• **Listed records**:
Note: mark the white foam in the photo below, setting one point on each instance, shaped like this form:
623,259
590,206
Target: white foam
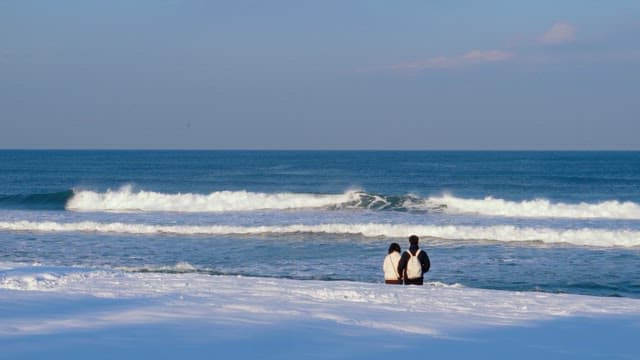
584,236
125,199
539,208
226,300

• **Exercise**: Could you reproduce every line of the records above, requests included, but shift each answer coordinate by adding 97 to both of its numbers, keeping the sample values in the requests unchanged? Leave the pictures out of your reply.

• **Task output**:
Note: mark the white foam in the photo below, setting one point on each instance, shaped like this form:
623,259
590,206
Target: white foam
681,333
222,296
636,305
323,397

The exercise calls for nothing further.